SET TASK:
Print only the line with "Task: mark the long" and the lines after it, ending with the last line of the material, each exactly as it stands.

EXCERPTED DATA:
______

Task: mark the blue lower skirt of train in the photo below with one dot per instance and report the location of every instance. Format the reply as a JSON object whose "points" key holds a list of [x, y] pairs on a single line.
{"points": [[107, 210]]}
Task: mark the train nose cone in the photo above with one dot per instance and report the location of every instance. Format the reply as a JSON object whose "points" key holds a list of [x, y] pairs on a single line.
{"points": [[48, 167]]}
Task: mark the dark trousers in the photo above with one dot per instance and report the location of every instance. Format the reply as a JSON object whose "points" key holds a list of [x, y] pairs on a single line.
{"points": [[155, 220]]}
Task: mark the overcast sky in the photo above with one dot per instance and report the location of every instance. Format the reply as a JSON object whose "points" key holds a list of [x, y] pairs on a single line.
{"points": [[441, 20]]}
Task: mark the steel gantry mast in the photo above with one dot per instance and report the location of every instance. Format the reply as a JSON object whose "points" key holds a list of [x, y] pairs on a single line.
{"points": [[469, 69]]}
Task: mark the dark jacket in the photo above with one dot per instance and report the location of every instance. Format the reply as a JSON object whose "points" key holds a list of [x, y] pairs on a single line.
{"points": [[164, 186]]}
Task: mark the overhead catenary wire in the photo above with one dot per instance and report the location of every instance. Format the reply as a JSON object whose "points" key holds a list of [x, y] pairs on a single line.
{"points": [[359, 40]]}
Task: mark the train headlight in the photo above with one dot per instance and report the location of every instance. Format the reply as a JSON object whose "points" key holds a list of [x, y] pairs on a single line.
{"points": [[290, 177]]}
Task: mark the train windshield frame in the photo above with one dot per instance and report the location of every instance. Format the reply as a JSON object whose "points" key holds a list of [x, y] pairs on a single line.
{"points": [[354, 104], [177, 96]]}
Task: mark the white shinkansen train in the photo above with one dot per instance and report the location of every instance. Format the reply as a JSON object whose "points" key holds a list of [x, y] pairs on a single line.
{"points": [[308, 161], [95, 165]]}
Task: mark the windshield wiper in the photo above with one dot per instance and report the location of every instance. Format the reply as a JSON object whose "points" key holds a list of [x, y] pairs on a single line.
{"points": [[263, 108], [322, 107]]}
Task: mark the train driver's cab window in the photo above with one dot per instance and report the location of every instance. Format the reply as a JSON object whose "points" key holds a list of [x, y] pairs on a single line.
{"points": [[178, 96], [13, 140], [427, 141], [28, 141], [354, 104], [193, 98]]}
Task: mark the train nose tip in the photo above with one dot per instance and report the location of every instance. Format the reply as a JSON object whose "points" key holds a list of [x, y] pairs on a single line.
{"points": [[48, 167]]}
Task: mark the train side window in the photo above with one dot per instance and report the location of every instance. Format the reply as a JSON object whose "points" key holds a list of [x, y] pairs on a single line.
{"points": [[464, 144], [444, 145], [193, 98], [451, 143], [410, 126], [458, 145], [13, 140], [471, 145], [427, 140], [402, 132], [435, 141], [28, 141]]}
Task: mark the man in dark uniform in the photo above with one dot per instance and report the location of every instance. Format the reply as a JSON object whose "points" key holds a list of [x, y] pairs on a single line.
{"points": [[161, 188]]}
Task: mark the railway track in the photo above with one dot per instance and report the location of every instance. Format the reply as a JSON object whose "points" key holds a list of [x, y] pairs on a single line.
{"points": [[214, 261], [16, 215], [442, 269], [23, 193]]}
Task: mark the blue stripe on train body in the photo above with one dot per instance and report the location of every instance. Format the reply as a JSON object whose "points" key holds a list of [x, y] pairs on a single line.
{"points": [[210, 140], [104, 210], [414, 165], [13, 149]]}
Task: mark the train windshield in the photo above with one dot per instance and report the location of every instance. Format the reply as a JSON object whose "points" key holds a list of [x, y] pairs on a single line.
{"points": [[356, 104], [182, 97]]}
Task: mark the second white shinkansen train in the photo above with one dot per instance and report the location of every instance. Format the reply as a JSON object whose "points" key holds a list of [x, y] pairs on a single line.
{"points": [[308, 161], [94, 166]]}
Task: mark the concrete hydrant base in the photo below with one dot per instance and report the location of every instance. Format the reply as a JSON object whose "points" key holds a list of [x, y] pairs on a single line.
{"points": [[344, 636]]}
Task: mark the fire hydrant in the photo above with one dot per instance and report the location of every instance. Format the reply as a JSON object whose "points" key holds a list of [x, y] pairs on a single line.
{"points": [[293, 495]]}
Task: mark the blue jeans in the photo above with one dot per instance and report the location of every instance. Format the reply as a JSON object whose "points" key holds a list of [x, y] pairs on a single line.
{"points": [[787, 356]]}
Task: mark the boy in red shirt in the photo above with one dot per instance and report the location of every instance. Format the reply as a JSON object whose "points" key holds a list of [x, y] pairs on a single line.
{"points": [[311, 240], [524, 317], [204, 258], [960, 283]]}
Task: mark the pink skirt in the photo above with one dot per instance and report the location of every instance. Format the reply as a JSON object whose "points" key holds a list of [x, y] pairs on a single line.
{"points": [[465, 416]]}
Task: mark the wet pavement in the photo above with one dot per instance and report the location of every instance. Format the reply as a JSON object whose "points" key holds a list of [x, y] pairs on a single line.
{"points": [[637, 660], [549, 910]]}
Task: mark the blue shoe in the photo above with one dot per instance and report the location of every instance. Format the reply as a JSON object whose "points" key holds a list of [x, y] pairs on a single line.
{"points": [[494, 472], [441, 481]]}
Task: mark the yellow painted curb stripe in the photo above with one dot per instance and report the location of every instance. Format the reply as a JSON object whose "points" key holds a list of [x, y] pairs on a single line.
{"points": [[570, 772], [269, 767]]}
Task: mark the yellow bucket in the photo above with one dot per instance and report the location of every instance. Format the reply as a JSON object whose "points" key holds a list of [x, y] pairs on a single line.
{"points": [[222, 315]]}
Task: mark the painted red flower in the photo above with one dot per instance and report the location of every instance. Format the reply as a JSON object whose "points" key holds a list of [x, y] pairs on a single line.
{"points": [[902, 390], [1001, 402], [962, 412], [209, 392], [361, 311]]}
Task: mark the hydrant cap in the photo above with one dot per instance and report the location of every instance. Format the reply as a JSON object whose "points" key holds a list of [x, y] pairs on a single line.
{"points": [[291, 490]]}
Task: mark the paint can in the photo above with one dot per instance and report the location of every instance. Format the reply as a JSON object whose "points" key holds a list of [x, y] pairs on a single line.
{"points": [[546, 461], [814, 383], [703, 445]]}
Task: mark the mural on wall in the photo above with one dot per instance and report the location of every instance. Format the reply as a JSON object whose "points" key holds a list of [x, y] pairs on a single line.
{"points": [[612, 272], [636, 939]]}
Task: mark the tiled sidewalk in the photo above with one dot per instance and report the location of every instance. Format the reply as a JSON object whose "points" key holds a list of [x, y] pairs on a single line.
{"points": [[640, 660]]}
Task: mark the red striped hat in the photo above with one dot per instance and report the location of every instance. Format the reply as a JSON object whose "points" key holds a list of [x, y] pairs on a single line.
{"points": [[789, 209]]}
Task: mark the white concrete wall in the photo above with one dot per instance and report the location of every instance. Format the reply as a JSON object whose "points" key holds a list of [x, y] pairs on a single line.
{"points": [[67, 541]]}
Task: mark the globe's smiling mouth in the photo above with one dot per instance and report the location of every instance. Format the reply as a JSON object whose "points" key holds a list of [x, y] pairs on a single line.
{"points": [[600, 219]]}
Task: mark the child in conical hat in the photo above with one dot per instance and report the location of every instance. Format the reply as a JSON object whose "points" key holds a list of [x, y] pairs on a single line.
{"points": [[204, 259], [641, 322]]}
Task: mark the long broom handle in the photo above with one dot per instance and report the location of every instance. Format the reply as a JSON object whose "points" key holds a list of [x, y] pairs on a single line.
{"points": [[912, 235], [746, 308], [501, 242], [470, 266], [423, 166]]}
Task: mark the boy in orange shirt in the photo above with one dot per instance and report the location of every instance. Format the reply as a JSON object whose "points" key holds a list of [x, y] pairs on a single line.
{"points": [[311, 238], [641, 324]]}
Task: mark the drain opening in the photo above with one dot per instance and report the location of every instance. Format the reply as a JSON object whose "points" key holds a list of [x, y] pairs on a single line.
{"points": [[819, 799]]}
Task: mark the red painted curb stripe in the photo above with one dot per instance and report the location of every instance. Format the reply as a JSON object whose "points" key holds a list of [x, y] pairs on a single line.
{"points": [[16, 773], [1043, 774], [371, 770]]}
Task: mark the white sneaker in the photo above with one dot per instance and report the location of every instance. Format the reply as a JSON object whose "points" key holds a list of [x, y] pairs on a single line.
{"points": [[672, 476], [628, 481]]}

______

OUTPUT FOR THIS EXERCISE:
Task: mark the long broom handle in the photo above with one dot per instance and report the location of every instance. Format the reply as a JSON object whose "points" key holds a list of [x, y] pairs on a single line.
{"points": [[912, 235], [746, 308], [501, 242], [470, 266], [423, 166]]}
Task: mark the boy in orange shirt in the photo above with one dot per instance and report the location of every instance. Format the reply as a JSON object whose "points" key holds a list of [x, y] pairs on a single line.
{"points": [[311, 238], [641, 324]]}
Task: mark the drain opening in the photo above with one dot per instance and report the location of every instance. Format the reply as a JSON object whose "points" key holds a list of [x, y] pairs on a single line.
{"points": [[819, 799]]}
Task: mark the red painted curb stripe in the photo above with one dot per instance and report the location of every instance. Format the reply as a JSON object whose "points" key holds a list of [x, y] pairs on a single line.
{"points": [[16, 773], [1043, 774], [371, 770]]}
Task: mark the white sneaker in the photo above with one dot per instance and report the location of every instance. Format the reply as a JSON object whose "points" key holds a list of [x, y] pairs on a single line.
{"points": [[672, 476], [628, 481]]}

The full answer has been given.